**** Records shown ****

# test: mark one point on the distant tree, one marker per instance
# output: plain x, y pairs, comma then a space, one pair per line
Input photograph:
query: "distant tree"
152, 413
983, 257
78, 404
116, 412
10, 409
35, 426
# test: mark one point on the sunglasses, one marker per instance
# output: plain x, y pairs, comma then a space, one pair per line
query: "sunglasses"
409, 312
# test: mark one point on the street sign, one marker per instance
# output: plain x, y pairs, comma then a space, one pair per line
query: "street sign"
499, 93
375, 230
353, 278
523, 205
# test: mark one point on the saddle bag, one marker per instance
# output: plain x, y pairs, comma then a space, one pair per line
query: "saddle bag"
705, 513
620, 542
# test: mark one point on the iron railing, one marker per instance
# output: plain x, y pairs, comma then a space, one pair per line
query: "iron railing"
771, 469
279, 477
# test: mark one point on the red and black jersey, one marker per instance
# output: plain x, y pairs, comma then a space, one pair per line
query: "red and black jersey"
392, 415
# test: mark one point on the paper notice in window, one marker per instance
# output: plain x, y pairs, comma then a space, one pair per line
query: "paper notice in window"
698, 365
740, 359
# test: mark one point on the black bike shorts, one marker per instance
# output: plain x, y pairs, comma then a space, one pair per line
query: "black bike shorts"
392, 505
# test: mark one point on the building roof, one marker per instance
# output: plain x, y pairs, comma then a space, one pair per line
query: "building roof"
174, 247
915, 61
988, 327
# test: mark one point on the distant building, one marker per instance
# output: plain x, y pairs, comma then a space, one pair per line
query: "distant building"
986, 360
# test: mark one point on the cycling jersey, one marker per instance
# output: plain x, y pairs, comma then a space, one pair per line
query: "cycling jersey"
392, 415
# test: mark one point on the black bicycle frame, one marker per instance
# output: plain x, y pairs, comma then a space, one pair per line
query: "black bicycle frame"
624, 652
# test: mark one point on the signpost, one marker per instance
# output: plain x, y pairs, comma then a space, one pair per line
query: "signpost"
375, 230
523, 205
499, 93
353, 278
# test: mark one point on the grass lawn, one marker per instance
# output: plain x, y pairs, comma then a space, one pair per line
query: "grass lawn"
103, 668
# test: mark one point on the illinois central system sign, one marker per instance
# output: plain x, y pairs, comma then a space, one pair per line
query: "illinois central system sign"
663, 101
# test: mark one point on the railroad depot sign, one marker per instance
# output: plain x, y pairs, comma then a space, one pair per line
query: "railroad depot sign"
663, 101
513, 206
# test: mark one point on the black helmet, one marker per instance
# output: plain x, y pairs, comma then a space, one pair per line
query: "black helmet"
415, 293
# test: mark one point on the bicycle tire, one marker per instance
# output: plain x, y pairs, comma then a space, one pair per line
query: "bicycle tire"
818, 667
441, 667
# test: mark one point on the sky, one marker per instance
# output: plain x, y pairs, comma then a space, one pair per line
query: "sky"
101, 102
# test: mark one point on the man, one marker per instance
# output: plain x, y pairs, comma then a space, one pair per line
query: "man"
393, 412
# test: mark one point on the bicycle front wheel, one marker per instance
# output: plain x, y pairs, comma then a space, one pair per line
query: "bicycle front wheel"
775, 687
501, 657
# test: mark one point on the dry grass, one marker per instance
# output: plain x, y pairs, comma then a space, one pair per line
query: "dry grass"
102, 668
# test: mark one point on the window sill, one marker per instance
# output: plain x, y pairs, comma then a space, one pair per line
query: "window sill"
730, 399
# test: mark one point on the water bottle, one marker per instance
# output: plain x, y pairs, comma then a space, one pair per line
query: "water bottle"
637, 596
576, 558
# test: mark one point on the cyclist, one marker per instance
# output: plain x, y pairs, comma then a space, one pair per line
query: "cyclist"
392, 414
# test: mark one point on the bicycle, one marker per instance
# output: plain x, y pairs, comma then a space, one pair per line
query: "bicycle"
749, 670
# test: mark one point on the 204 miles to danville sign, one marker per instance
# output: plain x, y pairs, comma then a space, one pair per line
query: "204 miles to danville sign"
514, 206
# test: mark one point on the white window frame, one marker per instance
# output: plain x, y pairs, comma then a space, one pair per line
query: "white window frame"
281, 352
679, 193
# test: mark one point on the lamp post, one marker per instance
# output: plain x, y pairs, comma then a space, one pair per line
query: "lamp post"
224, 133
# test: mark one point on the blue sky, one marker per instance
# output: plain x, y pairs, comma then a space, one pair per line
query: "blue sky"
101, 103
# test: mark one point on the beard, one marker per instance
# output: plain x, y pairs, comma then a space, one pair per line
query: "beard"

****

▶ _Task to complete_
Your answer should be each line from the entries that includes the string "beard".

▶ _Reply to the exercise_
# test: mark one point on the beard, one marker per instance
query: "beard"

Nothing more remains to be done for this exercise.